— START Extract provided —

This imperative is not specific to just us women in ministry, or even male ministers, it is given to us – to the body of Christ. The One, the One who began the good work within us will continue to work it out unto completion, (Philippians 1:6). We find all we need in the One who established the foundations of the earth, by whom all things were created, and by whom all things are held together, (Colossians 1:15-20).
I don’t say this flippantly, I say this from the deepest part of who I am, trusting with my whole soul…
God is in control.
When it doesn’t make sense to me. When I can’t see the way forward. When I strain my ears to be able to hear what He would have me do. When there seems to be no way – God makes a way. No, He has already provided The Way.
And so, here in the offices of the Campus Ministries department at Southern Adventist University I look out my window and I am filled with peace. I hear the laughter from my coworker’s offices and I filled with joy. I am visited by young adults eager to deepen their relationships with Jesus and I filled with hope. I dive into the Word and feast for the day so that I may have overflow to share and I am filled with love.

— END Extract provided —
— START Material provided —

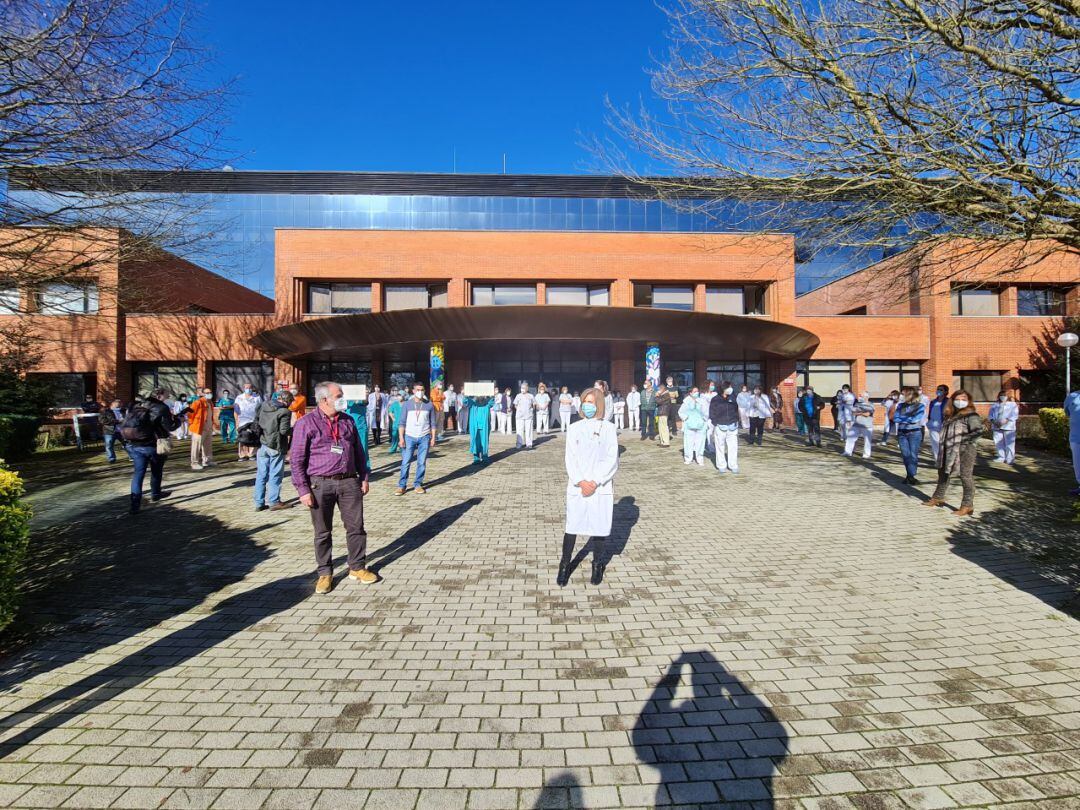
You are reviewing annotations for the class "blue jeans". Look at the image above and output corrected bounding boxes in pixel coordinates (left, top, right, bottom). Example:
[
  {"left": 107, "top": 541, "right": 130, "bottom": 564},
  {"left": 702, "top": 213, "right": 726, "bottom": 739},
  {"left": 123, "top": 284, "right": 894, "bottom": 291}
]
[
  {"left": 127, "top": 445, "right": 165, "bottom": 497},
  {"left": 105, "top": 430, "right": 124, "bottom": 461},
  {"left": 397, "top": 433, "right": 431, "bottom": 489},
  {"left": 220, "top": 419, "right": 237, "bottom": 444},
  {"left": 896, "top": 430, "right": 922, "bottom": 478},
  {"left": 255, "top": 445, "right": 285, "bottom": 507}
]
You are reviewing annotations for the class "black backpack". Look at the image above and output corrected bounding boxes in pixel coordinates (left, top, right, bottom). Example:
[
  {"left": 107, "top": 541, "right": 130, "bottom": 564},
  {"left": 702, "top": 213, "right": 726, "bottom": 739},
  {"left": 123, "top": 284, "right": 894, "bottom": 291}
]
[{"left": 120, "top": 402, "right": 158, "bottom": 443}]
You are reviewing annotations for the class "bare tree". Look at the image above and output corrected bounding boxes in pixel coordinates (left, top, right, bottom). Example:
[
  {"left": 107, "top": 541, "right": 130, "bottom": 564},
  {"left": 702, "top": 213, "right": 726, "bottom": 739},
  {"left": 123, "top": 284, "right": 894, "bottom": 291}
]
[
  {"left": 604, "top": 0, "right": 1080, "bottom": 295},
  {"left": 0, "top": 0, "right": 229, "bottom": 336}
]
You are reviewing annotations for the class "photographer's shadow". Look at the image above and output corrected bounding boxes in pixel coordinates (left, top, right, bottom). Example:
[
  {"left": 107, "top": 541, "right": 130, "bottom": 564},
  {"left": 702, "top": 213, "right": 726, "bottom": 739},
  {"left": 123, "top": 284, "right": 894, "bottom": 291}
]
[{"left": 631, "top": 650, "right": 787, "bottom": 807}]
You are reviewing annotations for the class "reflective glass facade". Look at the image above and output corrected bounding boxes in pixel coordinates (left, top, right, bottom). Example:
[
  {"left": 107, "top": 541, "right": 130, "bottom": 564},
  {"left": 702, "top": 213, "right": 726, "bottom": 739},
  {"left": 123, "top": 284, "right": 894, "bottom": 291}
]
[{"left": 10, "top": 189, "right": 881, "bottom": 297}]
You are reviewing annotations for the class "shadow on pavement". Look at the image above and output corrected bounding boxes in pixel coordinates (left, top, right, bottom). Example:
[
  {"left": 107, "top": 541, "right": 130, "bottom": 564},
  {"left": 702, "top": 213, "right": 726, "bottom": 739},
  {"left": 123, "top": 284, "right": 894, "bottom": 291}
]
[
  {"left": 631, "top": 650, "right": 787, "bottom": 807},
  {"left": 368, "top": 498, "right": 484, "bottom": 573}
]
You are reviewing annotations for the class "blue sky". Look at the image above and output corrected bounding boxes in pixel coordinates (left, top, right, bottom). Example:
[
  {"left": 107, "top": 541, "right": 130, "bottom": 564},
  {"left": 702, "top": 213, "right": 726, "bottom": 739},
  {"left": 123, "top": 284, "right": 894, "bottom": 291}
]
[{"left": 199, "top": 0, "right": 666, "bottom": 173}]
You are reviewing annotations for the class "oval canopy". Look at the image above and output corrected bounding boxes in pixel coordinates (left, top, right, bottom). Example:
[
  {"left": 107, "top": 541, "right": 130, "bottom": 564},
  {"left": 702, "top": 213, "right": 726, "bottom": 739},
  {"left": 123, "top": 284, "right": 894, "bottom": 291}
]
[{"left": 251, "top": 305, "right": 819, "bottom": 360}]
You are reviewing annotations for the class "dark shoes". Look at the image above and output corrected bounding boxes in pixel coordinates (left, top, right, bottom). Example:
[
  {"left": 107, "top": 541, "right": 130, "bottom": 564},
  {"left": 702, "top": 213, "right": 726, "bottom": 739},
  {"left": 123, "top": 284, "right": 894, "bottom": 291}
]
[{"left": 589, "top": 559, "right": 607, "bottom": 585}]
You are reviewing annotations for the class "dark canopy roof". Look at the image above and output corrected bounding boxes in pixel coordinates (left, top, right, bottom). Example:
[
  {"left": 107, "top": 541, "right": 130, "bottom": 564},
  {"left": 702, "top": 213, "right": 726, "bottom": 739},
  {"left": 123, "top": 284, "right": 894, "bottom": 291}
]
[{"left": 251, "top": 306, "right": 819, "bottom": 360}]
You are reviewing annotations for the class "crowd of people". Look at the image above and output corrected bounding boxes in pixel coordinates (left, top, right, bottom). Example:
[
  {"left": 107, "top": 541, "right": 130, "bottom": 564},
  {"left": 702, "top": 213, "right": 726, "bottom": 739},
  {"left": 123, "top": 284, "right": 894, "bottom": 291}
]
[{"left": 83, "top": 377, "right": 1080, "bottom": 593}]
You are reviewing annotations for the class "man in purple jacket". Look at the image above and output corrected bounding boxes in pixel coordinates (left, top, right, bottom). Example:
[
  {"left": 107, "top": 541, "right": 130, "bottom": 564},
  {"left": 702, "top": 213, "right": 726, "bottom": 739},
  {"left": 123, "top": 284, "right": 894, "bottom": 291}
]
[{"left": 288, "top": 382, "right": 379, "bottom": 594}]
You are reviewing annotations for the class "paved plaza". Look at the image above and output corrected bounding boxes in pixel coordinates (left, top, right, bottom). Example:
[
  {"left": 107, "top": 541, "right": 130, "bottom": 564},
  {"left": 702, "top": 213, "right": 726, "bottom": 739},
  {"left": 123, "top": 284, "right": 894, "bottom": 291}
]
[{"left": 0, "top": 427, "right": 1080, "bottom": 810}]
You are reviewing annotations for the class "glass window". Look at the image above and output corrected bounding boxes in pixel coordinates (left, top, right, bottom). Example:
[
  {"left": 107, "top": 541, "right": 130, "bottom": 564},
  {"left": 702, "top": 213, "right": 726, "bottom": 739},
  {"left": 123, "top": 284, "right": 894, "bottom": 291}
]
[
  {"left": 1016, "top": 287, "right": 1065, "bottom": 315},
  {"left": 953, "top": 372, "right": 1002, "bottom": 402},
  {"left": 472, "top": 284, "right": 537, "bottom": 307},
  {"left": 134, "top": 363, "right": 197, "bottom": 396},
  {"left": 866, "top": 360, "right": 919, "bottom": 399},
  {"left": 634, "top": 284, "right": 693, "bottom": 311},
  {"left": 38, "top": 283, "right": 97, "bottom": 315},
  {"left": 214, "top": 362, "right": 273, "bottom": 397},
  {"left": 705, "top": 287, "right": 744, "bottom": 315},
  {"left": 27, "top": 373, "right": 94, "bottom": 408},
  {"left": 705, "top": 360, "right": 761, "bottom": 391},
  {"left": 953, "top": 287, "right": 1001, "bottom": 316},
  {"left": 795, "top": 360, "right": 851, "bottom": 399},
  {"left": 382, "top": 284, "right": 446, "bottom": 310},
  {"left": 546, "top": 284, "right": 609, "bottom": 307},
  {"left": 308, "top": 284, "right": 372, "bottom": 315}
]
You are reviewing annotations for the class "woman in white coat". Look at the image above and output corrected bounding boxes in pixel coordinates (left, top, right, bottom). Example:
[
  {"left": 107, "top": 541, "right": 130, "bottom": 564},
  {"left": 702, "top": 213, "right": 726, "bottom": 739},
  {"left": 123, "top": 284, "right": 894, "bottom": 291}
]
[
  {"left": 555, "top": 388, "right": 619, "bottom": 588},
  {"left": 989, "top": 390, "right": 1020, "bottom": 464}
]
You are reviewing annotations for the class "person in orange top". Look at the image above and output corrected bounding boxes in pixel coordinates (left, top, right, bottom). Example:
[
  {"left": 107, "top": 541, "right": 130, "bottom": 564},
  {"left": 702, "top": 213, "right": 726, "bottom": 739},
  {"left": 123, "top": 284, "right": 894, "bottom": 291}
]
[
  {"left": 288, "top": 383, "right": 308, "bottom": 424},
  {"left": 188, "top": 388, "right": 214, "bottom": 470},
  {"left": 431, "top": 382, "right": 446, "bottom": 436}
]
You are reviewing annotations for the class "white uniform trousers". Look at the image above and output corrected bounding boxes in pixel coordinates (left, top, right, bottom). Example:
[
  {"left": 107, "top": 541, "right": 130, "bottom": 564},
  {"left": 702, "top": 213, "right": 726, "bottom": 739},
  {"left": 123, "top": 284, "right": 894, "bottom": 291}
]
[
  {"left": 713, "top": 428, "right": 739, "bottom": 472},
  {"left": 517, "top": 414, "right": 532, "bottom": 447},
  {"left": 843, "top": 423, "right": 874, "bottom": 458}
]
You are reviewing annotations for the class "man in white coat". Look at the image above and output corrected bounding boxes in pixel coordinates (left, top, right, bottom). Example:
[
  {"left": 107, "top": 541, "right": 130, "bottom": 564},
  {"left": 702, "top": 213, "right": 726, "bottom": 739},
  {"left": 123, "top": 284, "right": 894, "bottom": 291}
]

— END Material provided —

Prompt 1: From the reflection on trusting God, list each thing the writer says they are filled with in the last paragraph.
Prompt 2: Extend the reflection on trusting God by writing what comes next after its last paragraph.

Written response 1: Peace, joy, hope, love

Written response 2:
Jesus is not finished with us yet! He has more transformation to do within us, individually and corporately. He remains the reason why we have all been called to testify of His life, death, resurrection and soon return.
Jesus. He is enough.
He is all.
In the midst of brokenness and confusion, disappointment and sorrow, pain and uncertainty let’s invite Him, “Good Shepherd of our souls, take our hand and lead us on!”
In the process, in the waiting
You’re making melodies over me
And Your presence is the promise
For I am a pilgrim on a journey
You will lift my head above the mighty waves
You are able to keep me from stumbling
And in my weakness
You are the strength that comes from within
Good Shepherd of my soul
Take my hand and lead me on
You make my footsteps and my path secure
So walking on water is just the beginning
Cause my faith to arise, stand at attention
For You are calling me to greater things
(And my favorite part…)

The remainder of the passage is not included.